Kutipan Sumber =
========================
Jumat 29 Jun 2018 07:32 WIB

Mendengar Kumandang Adzan Maghrib di Masjid Saint Petersburg

Masjid yang ketika dibuka pada 1913 itu menjadi yang terbesar di Eropa.

Masjid Agung Saint Petersburg.
Foto: REPUBLIKA/Citra Listya Rini
Masjid Agung Saint Petersburg.

REPUBLIKA.CO.ID, Laporan wartawan Republika, Citra Listya Rini, dari Saint Petersburg, Rusia.

SAINT PETERSBURG  — Di tengah kesibukan meliput Piala Dunia 2018, saya menyempatkan diri mengunjungi Masjid Agung Saint Petersburg atau yang juga dikenal dengan Masjid Biru. Mengunjungi masjid berkubah biru ini memang ada dalam daftar liputan saya selama di Rusia. 

Setelah bertanya kepada mesin Google, saya pun langsung menuju Masjid Biru. Dari arena Fan Fest di dekat Stasiun Metro Nevsky Prospekt, saya bergerak menuju Stasiun Metro Gorkovskaya. Keluar stasiun, kira-kira saya berjalan selama 10 menit dan kubah Masjid Biru sudah terlihat dari kejauhan. 

Langkah kaki langsung saya percepat mengingat waktu shalat Maghrib di Saint Petersburg tak lama lagi. Kebetulan saya ingin menyempatkan diri shalat berjamaah di dalam masjid yang ketika dibuka pada 1913 itu menjadi yang terbesar di Eropa. 

photo
Masjid Agung Saint Petersburg

Sebelum memasuki area masjid, saya menyempatkan diri mengambil sejumlah foto dan merekam video Masjid Biru untuk keperluan reportase berita. Kira-kira 10 menit saya menghabiskan waktu untuk sesi dokumentasi. 

Setelah memasuki gerbang masjid yang berjeruji hitam itu, saya disambut oleh seorang satpam. Tanpa basa-basi saya bertanya di mana tempat berwudhu dan area shalat bagi jamaah perempuan. Sayang, pria paruh baya bernama Sergey itu ternyata tidak bisa berbahasa Inggris. Saya pun lagi-lagi harus menggunakan kamus online di ponsel. 

Setelah bertanya dalam Bahasa Rusia, satpam itu langsung menunjukkan arah tempat wudhu kepada saya. Tidak ada satu pun jamaah perempuan ketika saya mengambil wudhu. Pun, ketika saya memasuki area shalat Masjid Biru, tak ada satu pun jamaah perempuan. Saya bingung harus shalat di sebelah mana, beruntung seorang pria memerhatikan gerak-gerik kebingungan saya.
========================
(Serangkaian catatan)
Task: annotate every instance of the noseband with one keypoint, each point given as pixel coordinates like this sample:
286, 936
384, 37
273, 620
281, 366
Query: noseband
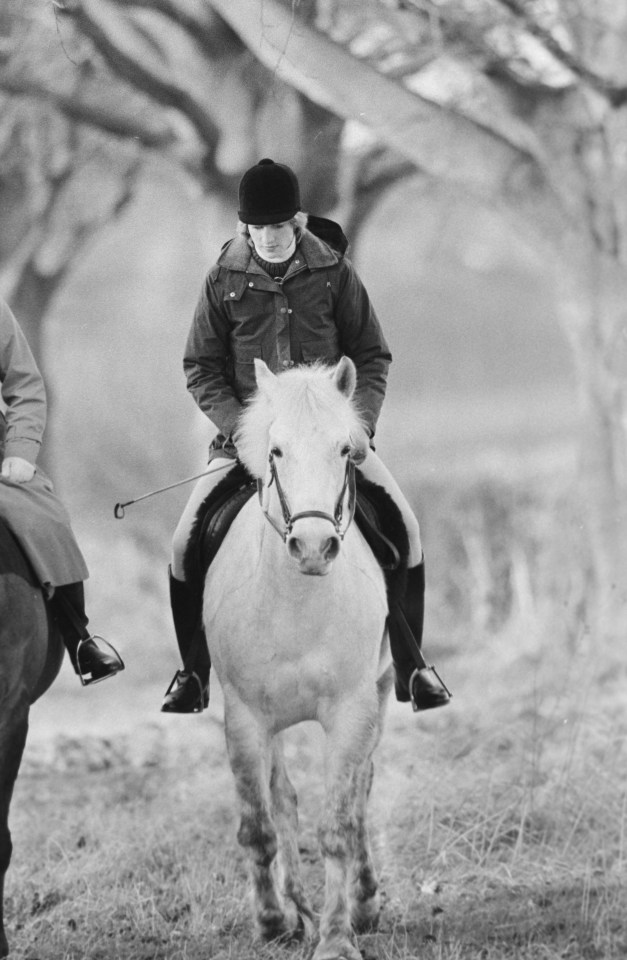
290, 518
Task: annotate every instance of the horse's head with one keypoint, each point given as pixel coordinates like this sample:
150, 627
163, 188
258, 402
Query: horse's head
300, 436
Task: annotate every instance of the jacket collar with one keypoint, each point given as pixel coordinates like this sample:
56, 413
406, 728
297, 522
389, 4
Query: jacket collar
236, 255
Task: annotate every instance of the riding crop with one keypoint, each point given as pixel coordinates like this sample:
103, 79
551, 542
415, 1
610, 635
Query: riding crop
119, 509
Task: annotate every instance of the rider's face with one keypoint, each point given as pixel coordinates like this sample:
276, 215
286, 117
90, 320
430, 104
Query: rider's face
273, 241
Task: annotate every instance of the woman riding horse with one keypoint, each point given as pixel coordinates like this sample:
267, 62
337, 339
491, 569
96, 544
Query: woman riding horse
282, 294
34, 513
========================
Apa yang Diminta =
[1] Menurut artikel tentang Masjid Agung Saint Petersburg, pada tahun berapa masjid itu dibuka?
[2] Tolong salin kata demi kata baris-baris catatan yang dimulai dari baris yang memuat "Task: annotate every instance of the horse's" dan berakhir pada baris terakhir catatan.

Jawaban Tugas =
[1] Masjid itu dibuka pada tahun 1913.

[2]
Task: annotate every instance of the horse's head with one keypoint, each point given as pixel coordinates like this sample:
150, 627
163, 188
258, 402
Query: horse's head
300, 436
Task: annotate every instance of the jacket collar with one keypoint, each point given as pixel coordinates like this sample:
56, 413
406, 728
297, 522
389, 4
Query: jacket collar
236, 255
Task: annotate every instance of the riding crop with one keypoint, each point given as pixel coordinates like this sample:
103, 79
551, 542
415, 1
610, 635
Query: riding crop
119, 509
Task: annotate every instance of the rider's face with one keypoint, each point given as pixel coordinates like this sample:
276, 215
286, 117
90, 320
430, 104
Query: rider's face
273, 241
Task: annotate every instance of the woman riding horse with one keypoint, each point given as pixel coordinates like this sample:
267, 62
337, 339
491, 569
96, 544
Query: woman riding horse
282, 294
34, 513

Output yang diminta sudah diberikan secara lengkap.